STATED TASK ->
Lay out everything in the material from the line containing "Where can the combine harvester cab" down to the line containing "point(1231, 298)" as a Markdown table with the columns Row and Line, skipping any blank lines.

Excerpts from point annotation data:
+--

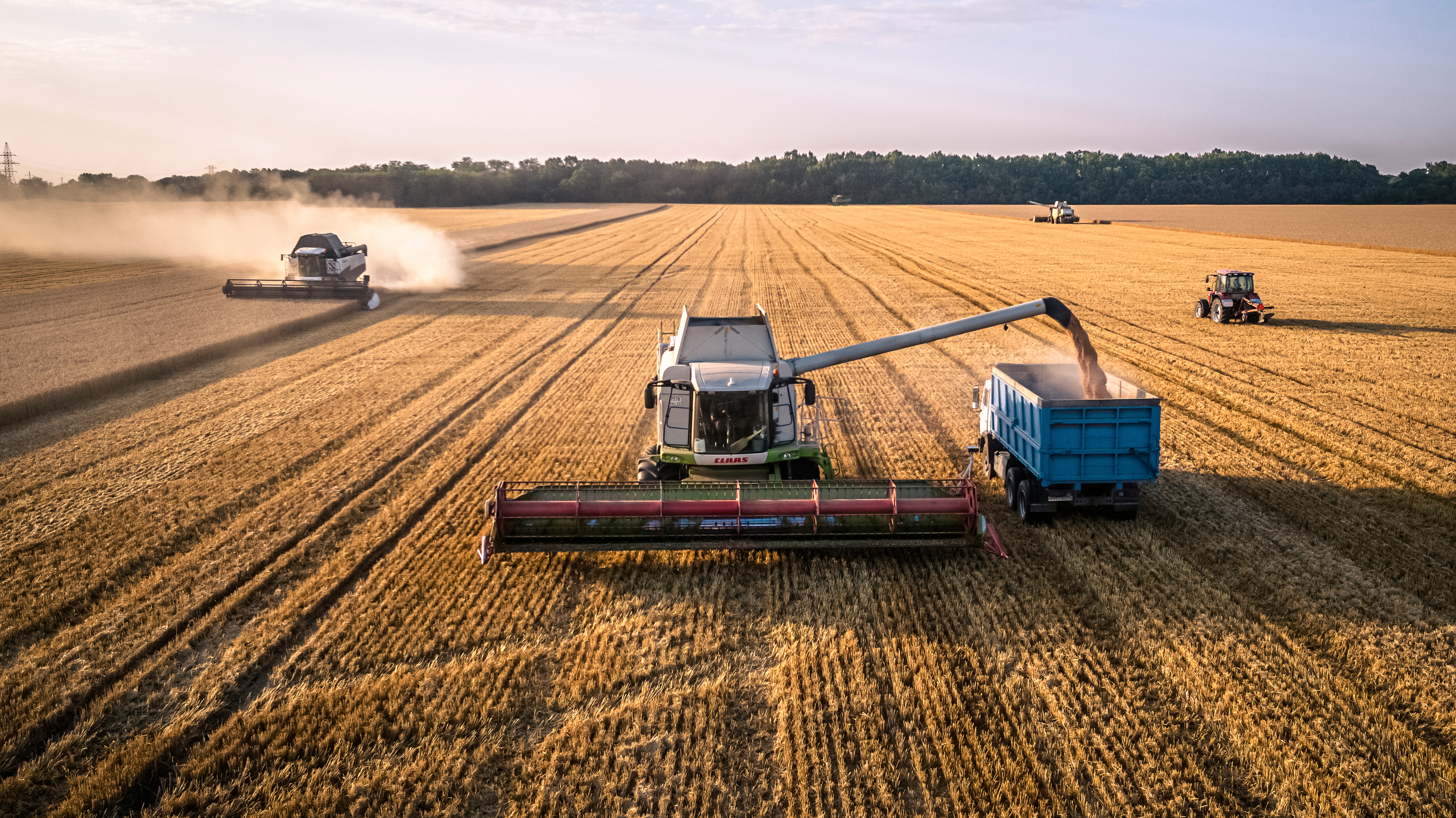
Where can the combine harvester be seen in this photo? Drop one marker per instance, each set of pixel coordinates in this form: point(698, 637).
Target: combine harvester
point(320, 267)
point(1062, 213)
point(742, 459)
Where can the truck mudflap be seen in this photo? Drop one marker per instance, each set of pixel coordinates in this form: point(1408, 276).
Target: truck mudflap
point(790, 514)
point(1056, 498)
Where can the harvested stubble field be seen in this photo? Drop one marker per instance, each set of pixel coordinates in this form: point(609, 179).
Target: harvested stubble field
point(260, 596)
point(78, 327)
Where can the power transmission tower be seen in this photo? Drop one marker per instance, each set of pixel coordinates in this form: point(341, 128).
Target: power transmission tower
point(8, 164)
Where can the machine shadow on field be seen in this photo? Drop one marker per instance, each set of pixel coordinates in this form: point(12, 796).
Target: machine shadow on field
point(1362, 327)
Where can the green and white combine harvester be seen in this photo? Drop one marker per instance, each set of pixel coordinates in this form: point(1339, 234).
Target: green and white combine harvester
point(742, 460)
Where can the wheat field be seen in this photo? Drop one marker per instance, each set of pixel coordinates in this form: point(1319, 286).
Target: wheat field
point(260, 594)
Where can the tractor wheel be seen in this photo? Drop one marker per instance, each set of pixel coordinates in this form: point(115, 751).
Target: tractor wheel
point(1009, 481)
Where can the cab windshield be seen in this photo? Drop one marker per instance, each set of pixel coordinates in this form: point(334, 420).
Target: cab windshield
point(731, 423)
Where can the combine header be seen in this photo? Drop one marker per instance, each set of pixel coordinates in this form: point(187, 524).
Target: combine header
point(320, 267)
point(743, 462)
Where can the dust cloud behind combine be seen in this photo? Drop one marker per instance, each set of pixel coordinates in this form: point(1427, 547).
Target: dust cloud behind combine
point(402, 255)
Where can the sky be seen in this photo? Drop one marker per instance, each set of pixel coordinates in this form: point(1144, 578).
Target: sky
point(171, 86)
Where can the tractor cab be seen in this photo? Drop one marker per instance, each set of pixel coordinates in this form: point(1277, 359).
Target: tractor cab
point(1231, 282)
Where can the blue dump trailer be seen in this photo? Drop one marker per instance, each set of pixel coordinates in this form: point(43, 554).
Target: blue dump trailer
point(1058, 450)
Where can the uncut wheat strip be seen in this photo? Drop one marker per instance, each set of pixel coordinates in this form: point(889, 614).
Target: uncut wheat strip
point(1400, 430)
point(1050, 254)
point(1157, 388)
point(280, 622)
point(1261, 351)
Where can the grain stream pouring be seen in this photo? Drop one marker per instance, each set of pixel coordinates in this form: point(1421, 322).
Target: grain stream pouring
point(744, 458)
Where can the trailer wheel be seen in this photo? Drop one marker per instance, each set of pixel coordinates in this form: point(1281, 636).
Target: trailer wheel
point(1024, 506)
point(1011, 481)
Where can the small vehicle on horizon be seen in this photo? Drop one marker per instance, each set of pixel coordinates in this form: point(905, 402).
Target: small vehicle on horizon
point(1231, 296)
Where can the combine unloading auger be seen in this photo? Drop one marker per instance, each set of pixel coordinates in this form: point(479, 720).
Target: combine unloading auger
point(743, 460)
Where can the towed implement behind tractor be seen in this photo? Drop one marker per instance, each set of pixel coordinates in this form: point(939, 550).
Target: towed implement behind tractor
point(320, 267)
point(743, 462)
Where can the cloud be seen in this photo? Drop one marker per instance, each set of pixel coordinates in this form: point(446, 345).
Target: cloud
point(92, 53)
point(169, 9)
point(881, 22)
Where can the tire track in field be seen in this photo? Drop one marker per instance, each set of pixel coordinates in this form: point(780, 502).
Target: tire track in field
point(143, 791)
point(1416, 724)
point(1436, 513)
point(1401, 440)
point(53, 613)
point(15, 485)
point(1107, 670)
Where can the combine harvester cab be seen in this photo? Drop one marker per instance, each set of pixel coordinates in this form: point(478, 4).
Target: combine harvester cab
point(1056, 449)
point(742, 460)
point(320, 267)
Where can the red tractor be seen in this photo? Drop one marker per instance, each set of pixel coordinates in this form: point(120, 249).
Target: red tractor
point(1231, 298)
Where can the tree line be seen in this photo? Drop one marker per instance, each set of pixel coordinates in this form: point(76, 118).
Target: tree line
point(801, 178)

+--

RESULT OF THIS TASK ->
| Row | Line |
|---|---|
| 1 | Where can the combine harvester cab be seen in this photo? Drop one marker per instance, each set of pixel coordinates in this form: point(478, 4). |
| 2 | Target: combine harvester cab |
| 3 | point(1056, 449) |
| 4 | point(742, 460) |
| 5 | point(320, 267) |
| 6 | Where can the red tractor be seen in this photo? Drop one marker per instance, each set of pixel coordinates in this form: point(120, 249). |
| 7 | Target: red tractor |
| 8 | point(1231, 298) |